15 Shocking Quotes from Catholic Bishops About Muslim Aggression in the Middle East, by Lisa Graas.

#1. HIS BEATITUDE GREGOIRE III LAHAM B.S., PATRIARCH OF ANTIOCH OF THE GREEK-MELKITES, SYRIA: The Christian presence in the Arab world is threatened by the cycles of war afflicting the region, the cradle of Christianity. The main reason is the Israeli-Palestinian conflict: the fundamentalist movements, Hamas and Hezbollah are consequences of this conflict as well of internal dissension, slowness in development, the rise of hatred, the loss of hope in the young who constitute sixty percent of the population in Arab countries. The emigration of Christians is among the most dangerous effects of the Israeli-Palestinian conflict: emigration which will make Arab society a society of only one colour, Muslim, faced with a European society identified as Christian. Should this happen, should the East be emptied of its Christians, this would mean that any occasion would be propitious for a new clash of cultures, of civilisations and even of religions, a destructive clash between the Muslim Arab East and the Christian West.

#2. ARCHBISHOP BOUTROS MARAYATI OF ALEPPO OF THE ARMENIANS, SYRIA: For the past hundred years, emigration or violent deportation have continued to occur from the East. … Are we waiting for the day where the world as a spectator amidst the indifference of the Western Churches will sit back and watch the ‘Death of the Christians of the East?’ Despite the crises and difficulties that face our Christian life and our ecumenical relations, we still ‘believe, hoping against every hope’.

******

* Requests
1. In the excerpt of bishops' quotes on Christians in the Middle East, what share of the population in Arab countries do the young make up?
2. Copy the excerpt of bishops' quotes on Christians in the Middle East from "#2. ARCHBISHOP BOUTROS" up to and including "against every hope’.".
3. Write what comes next in the excerpt of bishops' quotes on Christians in the Middle East, picking up after its final sentence.

******

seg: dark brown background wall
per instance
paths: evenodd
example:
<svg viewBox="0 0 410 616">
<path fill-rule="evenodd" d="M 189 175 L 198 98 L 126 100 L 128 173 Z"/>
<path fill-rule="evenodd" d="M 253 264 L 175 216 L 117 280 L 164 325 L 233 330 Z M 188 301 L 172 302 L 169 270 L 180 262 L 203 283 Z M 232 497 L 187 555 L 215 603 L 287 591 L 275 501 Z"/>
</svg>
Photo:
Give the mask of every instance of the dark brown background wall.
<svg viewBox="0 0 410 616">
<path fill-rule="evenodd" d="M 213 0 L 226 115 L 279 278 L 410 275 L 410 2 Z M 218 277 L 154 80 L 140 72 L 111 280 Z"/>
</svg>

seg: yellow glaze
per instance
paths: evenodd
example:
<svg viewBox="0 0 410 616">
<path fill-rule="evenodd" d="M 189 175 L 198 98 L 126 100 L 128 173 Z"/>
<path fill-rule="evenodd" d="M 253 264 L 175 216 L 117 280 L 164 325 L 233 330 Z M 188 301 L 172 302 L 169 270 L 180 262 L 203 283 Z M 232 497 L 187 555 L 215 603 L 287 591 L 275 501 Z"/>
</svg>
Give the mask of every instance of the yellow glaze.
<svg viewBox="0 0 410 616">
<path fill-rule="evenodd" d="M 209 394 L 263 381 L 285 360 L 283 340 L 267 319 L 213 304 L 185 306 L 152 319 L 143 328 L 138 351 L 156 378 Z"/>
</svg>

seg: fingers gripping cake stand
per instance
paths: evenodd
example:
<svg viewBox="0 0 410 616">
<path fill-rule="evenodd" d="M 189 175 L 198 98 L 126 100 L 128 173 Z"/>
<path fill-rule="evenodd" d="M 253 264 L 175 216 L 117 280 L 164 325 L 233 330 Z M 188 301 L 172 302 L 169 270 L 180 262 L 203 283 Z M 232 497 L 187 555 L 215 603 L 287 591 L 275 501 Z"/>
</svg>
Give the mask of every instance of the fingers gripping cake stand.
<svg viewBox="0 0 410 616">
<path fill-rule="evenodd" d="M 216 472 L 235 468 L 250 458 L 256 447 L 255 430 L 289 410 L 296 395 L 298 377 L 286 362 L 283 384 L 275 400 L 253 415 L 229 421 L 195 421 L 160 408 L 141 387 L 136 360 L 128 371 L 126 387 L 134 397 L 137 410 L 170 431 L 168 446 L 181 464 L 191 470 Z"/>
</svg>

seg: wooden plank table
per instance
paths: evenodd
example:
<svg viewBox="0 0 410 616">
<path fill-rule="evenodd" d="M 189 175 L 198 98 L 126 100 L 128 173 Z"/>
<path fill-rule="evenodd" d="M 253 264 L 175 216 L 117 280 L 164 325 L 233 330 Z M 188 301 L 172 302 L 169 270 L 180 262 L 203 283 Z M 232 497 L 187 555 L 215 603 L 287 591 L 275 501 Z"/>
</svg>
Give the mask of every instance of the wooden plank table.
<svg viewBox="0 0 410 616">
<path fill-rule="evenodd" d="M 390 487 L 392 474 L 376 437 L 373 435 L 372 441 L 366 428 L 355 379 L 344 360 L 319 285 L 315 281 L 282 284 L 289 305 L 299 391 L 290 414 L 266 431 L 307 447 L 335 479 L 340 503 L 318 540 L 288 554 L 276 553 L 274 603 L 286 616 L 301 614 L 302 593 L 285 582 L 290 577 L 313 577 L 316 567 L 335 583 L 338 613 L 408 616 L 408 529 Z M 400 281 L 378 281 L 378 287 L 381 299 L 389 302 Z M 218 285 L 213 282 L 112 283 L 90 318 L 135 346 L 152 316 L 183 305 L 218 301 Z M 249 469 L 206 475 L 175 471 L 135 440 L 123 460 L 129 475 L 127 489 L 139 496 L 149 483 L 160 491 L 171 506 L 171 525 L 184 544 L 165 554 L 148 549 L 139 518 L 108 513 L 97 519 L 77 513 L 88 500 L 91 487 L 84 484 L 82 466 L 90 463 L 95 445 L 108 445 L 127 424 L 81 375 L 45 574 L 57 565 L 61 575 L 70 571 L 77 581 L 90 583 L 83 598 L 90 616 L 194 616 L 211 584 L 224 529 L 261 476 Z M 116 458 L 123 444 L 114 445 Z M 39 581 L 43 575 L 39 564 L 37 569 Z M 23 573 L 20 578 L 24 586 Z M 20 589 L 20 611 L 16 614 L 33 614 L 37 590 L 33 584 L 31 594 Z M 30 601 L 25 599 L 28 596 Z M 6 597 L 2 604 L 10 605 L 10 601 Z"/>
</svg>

******

* Answers to the tasks
1. Sixty percent.

2.
#2. ARCHBISHOP BOUTROS MARAYATI OF ALEPPO OF THE ARMENIANS, SYRIA: For the past hundred years, emigration or violent deportation have continued to occur from the East. … Are we waiting for the day where the world as a spectator amidst the indifference of the Western Churches will sit back and watch the ‘Death of the Christians of the East?’ Despite the crises and difficulties that face our Christian life and our ecumenical relations, we still ‘believe, hoping against every hope’.

3.
#3. ARCHBISHOP ELIAS CHACOUR OF AKKA OF THE GREEK-MELKITES, ISRAEL: During the past twenty centuries our Christians from the Holy Land were alike condemned and privileged to share oppression, persecution and suffering with Christ. … Being the archbishop of the largest Catholic Church in the Holy Land, the Melkite Catholic Church, I insistently invite you and plead with the Holy Father to give even more attention to the living stones of the Holy Land. … We are in Galilee since immemorial times. Now we are in Israel. We want to stay where we are, we need your friendship more than your money.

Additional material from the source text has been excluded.